■ Task description: Return each line of the records below that contains the string "query", copied without any change.
START
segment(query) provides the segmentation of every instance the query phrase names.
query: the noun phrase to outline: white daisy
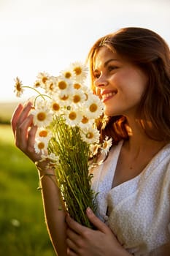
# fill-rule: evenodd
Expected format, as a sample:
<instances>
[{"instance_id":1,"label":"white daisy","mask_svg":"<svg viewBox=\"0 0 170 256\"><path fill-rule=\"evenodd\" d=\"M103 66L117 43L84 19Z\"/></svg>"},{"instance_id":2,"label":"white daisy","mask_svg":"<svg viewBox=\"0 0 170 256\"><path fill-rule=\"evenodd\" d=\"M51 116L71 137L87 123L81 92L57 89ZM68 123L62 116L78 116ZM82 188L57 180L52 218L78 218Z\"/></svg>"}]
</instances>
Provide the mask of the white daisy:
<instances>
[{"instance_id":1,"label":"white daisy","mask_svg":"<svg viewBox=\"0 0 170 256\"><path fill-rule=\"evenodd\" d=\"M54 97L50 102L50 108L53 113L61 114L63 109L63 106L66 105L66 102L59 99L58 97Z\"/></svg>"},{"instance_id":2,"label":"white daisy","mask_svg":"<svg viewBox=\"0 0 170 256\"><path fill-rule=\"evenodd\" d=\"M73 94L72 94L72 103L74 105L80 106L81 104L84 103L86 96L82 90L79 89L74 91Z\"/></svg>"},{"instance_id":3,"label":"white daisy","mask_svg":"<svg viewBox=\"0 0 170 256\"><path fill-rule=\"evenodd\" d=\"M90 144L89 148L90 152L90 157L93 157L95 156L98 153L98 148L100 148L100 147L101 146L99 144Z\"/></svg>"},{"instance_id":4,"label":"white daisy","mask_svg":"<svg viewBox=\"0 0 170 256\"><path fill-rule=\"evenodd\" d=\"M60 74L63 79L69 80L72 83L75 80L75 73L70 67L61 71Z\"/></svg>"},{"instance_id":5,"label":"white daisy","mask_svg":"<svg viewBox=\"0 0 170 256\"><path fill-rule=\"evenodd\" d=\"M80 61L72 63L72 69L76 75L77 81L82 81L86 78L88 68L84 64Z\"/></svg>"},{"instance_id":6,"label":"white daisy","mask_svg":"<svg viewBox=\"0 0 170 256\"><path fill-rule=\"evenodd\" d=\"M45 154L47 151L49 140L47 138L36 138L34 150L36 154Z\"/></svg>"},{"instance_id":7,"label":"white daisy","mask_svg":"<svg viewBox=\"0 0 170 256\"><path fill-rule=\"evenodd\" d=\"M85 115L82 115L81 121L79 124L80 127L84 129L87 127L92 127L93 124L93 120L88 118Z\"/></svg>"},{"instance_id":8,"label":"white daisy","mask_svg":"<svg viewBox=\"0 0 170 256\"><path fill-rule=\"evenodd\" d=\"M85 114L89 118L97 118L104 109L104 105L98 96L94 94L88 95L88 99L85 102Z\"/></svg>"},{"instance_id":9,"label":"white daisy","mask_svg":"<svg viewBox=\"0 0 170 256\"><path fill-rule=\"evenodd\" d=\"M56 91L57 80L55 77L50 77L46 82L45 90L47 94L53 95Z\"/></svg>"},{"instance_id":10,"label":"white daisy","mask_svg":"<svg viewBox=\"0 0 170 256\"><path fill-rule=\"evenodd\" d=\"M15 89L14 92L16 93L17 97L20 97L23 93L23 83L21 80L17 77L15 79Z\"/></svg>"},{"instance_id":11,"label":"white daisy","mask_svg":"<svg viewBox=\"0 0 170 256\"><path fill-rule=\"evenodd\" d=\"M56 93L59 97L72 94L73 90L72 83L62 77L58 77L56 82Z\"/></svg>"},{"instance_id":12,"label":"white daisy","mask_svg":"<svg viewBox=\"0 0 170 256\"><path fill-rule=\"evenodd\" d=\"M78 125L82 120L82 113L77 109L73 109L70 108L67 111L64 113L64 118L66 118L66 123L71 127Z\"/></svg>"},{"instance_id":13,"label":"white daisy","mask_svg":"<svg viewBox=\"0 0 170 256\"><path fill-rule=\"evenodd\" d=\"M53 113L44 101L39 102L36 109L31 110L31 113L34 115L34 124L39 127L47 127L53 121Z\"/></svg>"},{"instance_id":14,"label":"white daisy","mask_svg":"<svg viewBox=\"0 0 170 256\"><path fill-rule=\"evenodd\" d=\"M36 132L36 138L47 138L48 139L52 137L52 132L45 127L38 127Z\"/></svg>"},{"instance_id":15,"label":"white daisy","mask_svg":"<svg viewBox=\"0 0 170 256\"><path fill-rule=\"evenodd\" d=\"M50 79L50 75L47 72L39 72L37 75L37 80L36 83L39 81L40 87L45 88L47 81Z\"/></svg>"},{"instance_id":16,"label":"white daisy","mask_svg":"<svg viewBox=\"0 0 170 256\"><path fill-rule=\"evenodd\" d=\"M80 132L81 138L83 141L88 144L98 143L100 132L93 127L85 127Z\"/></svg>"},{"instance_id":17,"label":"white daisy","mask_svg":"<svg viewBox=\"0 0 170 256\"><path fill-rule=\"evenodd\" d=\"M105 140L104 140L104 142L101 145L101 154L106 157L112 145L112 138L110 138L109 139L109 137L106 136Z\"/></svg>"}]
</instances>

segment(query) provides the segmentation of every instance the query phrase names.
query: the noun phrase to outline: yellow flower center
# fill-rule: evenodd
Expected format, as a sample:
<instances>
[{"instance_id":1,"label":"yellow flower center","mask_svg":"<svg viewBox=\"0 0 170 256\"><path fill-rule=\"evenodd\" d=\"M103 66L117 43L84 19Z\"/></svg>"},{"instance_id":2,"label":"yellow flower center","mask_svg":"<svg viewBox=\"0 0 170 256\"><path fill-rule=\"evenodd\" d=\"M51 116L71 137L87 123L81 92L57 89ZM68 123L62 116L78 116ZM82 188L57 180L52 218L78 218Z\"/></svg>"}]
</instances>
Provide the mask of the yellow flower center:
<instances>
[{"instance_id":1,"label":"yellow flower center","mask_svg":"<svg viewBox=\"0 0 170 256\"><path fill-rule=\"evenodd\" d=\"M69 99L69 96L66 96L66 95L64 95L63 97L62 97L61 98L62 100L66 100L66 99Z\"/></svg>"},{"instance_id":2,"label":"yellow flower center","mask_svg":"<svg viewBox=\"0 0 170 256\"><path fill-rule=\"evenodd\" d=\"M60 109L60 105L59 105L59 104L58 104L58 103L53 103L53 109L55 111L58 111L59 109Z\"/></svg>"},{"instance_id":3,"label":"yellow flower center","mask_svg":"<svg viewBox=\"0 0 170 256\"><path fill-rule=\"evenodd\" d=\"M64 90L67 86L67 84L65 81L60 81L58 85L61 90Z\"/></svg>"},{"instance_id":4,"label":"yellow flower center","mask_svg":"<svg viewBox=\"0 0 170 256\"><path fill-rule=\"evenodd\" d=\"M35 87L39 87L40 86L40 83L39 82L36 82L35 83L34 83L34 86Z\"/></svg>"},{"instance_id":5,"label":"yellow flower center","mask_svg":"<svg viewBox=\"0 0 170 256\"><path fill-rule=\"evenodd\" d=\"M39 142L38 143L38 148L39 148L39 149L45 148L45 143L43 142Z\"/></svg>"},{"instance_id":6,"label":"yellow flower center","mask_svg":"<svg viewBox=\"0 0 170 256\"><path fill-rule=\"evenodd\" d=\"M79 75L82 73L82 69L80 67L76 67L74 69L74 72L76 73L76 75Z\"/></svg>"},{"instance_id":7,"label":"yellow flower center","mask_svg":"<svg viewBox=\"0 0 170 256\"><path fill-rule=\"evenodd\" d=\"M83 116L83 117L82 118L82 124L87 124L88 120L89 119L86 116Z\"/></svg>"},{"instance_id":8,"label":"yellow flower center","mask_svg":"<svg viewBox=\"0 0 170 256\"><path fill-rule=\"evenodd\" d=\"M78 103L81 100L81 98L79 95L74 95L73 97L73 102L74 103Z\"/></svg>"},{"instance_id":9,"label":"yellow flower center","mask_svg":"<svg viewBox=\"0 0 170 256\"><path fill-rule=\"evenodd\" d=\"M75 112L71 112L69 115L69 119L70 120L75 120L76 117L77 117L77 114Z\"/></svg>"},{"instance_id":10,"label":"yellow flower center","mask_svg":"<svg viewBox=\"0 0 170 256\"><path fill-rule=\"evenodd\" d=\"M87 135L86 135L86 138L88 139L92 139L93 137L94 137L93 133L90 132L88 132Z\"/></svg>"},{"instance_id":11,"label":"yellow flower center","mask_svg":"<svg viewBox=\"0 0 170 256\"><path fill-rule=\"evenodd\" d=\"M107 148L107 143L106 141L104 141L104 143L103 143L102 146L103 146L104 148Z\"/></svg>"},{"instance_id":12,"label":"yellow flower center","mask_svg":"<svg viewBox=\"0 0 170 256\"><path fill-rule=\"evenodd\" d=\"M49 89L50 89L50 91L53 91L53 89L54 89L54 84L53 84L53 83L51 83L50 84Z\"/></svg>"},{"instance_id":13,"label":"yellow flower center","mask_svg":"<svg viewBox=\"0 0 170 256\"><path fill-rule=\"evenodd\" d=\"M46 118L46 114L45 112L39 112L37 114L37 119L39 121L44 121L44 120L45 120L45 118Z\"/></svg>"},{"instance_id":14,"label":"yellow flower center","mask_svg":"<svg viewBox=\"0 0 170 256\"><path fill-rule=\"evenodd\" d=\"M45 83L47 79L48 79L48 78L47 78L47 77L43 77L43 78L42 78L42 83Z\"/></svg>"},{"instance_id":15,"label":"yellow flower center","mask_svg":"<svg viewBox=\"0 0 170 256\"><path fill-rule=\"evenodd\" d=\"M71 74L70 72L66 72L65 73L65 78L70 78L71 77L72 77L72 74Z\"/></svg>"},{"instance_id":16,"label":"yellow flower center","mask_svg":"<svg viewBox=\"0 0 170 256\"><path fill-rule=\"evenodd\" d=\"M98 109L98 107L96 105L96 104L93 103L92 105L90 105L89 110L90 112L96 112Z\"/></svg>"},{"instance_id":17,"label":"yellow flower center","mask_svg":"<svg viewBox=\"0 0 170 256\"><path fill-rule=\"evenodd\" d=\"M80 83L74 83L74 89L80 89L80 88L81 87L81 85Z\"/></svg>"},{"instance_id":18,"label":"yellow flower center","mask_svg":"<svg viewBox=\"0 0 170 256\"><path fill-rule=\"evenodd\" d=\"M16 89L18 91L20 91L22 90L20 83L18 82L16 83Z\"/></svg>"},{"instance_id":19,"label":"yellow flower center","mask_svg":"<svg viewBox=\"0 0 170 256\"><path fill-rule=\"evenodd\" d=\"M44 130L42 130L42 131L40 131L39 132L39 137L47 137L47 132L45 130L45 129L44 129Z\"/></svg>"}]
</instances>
END
■ Correct output:
segment(query) provides the segmentation of every instance the query phrase names.
query: the noun phrase to outline: white daisy
segment(query) provides the segmentation of every instance the query phrase names.
query: the noun phrase to outline: yellow flower center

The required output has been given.